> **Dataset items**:
▼▼▼
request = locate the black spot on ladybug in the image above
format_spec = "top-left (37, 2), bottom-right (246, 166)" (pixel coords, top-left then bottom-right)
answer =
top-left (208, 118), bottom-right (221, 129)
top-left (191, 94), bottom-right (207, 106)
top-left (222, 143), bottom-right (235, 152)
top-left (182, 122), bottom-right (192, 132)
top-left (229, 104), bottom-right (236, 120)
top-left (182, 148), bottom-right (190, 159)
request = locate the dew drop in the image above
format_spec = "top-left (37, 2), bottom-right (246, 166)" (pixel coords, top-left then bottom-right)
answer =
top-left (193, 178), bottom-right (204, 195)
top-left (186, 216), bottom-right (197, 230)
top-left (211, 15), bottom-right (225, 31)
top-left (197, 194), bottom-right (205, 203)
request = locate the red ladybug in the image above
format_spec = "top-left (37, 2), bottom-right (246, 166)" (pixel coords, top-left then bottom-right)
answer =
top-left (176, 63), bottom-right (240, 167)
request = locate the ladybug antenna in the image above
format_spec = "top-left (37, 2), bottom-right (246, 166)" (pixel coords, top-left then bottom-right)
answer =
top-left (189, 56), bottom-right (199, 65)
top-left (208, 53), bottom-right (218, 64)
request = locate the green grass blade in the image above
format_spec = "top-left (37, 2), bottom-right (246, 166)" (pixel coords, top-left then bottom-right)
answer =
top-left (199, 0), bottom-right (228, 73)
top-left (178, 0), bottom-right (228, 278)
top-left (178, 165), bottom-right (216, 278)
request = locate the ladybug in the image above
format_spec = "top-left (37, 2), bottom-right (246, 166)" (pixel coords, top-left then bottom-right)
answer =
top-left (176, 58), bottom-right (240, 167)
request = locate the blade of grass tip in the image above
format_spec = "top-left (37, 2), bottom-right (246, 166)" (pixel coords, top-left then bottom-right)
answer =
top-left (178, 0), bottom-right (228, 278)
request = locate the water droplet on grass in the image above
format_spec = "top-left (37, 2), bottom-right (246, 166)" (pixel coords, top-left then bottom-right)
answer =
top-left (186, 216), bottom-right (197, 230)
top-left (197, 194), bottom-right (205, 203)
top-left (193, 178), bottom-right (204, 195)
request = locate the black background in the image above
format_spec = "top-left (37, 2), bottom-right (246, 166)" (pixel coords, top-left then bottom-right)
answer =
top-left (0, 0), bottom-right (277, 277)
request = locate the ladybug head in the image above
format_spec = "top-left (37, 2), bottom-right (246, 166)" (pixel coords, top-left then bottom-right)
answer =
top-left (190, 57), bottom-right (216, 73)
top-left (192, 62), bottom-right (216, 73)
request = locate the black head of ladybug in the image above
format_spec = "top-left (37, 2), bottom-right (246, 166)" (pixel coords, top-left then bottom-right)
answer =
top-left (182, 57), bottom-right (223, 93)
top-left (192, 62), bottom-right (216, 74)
▲▲▲
▼▼▼
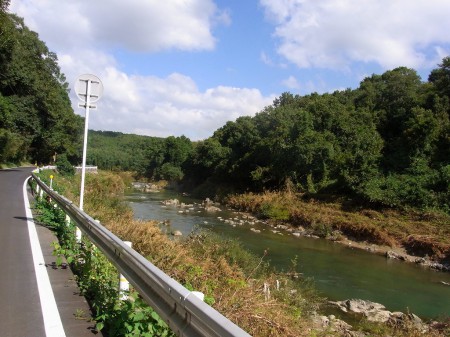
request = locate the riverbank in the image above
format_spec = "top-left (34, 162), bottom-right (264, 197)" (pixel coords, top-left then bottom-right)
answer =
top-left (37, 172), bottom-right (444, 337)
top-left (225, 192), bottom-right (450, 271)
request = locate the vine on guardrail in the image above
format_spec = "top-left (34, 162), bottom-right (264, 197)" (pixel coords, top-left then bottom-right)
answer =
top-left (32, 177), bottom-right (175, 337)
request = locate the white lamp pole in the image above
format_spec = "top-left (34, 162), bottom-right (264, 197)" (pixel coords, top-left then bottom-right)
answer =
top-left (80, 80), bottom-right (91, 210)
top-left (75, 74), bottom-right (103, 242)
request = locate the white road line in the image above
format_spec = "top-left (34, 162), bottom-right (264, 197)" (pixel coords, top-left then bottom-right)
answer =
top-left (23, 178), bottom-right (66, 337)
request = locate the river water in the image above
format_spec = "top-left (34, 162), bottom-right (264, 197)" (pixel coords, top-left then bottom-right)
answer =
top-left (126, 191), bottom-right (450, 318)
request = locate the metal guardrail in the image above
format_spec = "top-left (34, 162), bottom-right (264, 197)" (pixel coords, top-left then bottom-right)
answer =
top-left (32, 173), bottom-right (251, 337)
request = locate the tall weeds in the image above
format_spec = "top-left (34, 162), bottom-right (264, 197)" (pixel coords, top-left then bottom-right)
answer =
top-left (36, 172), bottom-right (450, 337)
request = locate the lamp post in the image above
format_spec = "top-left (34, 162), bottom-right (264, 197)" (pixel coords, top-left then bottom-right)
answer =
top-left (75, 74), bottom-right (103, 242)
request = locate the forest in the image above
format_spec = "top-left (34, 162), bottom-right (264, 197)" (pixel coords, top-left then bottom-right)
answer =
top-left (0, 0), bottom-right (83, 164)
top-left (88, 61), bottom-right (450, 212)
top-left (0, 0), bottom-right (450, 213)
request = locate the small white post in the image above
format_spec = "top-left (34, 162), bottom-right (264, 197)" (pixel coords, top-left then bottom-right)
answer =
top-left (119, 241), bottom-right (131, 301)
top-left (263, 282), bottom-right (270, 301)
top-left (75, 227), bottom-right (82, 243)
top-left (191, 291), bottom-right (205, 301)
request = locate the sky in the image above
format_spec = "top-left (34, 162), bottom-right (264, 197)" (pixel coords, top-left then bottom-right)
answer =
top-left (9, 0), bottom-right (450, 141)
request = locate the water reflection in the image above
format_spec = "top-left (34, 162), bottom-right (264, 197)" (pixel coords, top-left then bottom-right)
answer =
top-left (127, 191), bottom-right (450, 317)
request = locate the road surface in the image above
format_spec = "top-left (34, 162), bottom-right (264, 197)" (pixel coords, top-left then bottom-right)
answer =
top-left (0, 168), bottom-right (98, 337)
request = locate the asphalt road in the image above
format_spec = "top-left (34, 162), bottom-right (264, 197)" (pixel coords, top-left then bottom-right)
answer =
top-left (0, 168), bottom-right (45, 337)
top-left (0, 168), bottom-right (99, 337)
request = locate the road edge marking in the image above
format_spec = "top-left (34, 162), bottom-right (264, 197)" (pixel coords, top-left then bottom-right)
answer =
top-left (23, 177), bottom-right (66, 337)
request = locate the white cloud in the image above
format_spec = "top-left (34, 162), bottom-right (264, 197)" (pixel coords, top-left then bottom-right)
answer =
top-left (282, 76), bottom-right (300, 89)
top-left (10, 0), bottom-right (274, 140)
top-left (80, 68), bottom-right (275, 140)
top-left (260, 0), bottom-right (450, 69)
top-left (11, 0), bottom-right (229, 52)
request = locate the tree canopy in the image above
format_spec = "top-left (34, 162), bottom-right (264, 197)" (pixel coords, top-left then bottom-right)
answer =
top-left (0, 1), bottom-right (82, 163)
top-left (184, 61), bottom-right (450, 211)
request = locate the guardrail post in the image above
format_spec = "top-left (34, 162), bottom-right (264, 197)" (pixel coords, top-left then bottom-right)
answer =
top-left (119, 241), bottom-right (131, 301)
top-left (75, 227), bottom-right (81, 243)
▲▲▲
> **GOAL OF THE EXERCISE**:
Return, unchanged, every line of the records from the one containing "request = locate the ladybug head" down to the one containing "top-left (192, 62), bottom-right (216, 73)", including both of those lines.

> **RESPONSE TO THE EXERCISE**:
request = locate the ladybug head in the image above
format_spec = "top-left (37, 2), bottom-right (246, 166)" (pixel coords, top-left then bottom-right)
answer =
top-left (190, 57), bottom-right (216, 73)
top-left (192, 62), bottom-right (216, 73)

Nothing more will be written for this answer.